Putu Wijaya Pentaskan ‘Aduh’, Naskah Ikonik yang Berusia Setengah Abad

Nama Putu Wijaya sudah tak asing lagi bagi para penikmat sastra. Seniman asal Bali itu dikenal sebagai penulis esai, cerpen, naskah, hingga sutradara. Dia juga memiliki pengaruh di lanskap kesenian lewat grup asuhannya, Teater Mandiri.

 

Terbaru, Putu Wijaya mementaskan lagi salah satu naskah ikoniknya, Aduh, yang pernah memenangkan Lomba Penulisan Lakon Dewan Kesenian Jakarta (DKJ) pada 1974.

 

 

Baca Juga:

Treasury, Apresiasi Nilai Emas Sekaligus Karya Seni di Art Jakarta Gardens

Paduan Keindahan Alam dan Karya Seni

 

 

Pertunjukan ini merupakan bagian dari serangkaian acara dalam perayaan "Aduh" Setengah Abad yang digelar di Salihara pada tanggal 10-12 Mei 2024. Selain pertunjukan, acara ini juga akan mencakup pembacaan potongan-potongan karya Putu Wijaya oleh alumni Kelas Akting Salihara serta diskusi dengan Goenawan Mohamad.

=== YANG PERLU DIKERJAKAN ===
a - Kumpulkan semua baris dalam entri di bawah ini yang mengandung kata "elephant".
b - Tuliskan kelanjutan teks di atas tentang pementasan Aduh oleh Putu Wijaya, dimulai setelah kalimat terakhirnya.

=== CUPLIKAN DATA ===
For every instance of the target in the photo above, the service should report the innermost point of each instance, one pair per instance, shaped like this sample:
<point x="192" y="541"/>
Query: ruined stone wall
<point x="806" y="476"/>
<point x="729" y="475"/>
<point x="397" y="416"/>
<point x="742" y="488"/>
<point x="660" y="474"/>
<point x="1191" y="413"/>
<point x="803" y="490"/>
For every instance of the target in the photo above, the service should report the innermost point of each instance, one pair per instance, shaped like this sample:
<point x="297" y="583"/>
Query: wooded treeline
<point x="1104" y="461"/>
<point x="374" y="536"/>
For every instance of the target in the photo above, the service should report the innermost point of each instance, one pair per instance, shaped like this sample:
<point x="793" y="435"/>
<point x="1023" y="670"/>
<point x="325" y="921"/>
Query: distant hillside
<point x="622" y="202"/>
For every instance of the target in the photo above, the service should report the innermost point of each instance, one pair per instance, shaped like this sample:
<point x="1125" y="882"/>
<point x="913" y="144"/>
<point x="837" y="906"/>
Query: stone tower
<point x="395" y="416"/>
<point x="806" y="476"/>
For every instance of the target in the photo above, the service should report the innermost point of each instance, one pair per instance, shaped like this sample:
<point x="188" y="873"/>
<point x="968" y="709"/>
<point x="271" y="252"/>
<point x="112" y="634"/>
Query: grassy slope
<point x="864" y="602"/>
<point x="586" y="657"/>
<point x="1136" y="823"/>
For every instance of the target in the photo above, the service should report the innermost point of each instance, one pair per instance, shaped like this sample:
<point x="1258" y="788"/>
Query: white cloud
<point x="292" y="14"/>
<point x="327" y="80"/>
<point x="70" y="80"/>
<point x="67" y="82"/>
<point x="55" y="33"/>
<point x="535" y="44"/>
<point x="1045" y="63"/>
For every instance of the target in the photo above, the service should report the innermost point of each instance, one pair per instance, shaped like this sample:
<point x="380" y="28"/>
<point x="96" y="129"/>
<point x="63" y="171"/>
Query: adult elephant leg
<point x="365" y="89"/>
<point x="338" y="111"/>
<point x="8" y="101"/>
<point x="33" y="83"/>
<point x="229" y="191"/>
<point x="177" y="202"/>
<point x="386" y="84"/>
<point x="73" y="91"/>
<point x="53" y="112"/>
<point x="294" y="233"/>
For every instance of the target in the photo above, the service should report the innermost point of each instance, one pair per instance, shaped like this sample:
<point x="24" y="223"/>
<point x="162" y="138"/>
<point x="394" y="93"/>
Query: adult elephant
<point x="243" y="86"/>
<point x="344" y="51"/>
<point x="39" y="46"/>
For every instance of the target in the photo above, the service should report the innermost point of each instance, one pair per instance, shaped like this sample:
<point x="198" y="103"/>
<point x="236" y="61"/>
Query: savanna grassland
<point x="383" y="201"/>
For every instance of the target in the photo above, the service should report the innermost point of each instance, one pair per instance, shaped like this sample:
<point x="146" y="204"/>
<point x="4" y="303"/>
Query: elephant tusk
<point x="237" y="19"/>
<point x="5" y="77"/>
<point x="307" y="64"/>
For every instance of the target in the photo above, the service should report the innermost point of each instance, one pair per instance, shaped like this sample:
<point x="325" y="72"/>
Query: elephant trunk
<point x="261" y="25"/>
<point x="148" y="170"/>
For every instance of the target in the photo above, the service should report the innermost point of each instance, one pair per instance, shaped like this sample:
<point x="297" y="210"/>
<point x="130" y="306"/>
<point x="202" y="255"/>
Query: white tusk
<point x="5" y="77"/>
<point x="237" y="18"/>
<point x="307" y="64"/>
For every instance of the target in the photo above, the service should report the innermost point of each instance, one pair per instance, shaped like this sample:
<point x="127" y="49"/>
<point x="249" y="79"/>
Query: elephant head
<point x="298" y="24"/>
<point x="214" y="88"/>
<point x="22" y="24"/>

=== JAWABAN TUGAS ===
a -
Query: adult elephant leg
Query: adult elephant
Query: elephant tusk
Query: elephant trunk
Query: elephant head

b -
 

Menurut Hendromasto, Kurator Teater Komunitas Salihara, dalam pernyataan tertulisnya, "Aduh" adalah salah satu karya yang mencerminkan tonggak karier Putu Wijaya dalam dunia penulisan. Dari naskah ini, Putu mulai memperkenalkan aspek absurditas manusia dan mulai menjauh dari realisme.

 

Hendro juga menjelaskan jika cerita dalam naskah Aduh terinspirasi dari konflik manusia sebagai makhluk sosial dan individu. Secara garis besar, Aduh menggambarkan tokoh-tokoh tanpa nama yang mengeluh dan menderita di tengah keramaian orang.

 

 

 

 

Meskipun orang-orang sibuk berdebat apakah mereka harus memberikan pertolongan atau tidak, mereka tidak pernah benar-benar bertindak, bahkan ketika orang yang sakit akhirnya meninggal. Kemudian, mereka panik dan dengan susah payah membuang mayat yang sakit ke dalam sumur.

 

Namun, tanpa mereka sadari, ada seseorang yang terperangkap di dalam sumur dan  terdengar suara yang meminta tolong di tengah-tengah erangan.

 

Sekali lagi, mereka berdebat apakah harus menolong atau tidak, tanpa benar-benar mengambil tindakan, sampai suara itu hilang bersama-sama dengan kematian yang menjemputnya.

 

Hendromasto menyatakan bahwa naskah Aduh masih relevan dengan situasi di Indonesia saat ini, banyak orang hanya berbicara tanpa bertindak, bahkan dalam situasi yang kritis.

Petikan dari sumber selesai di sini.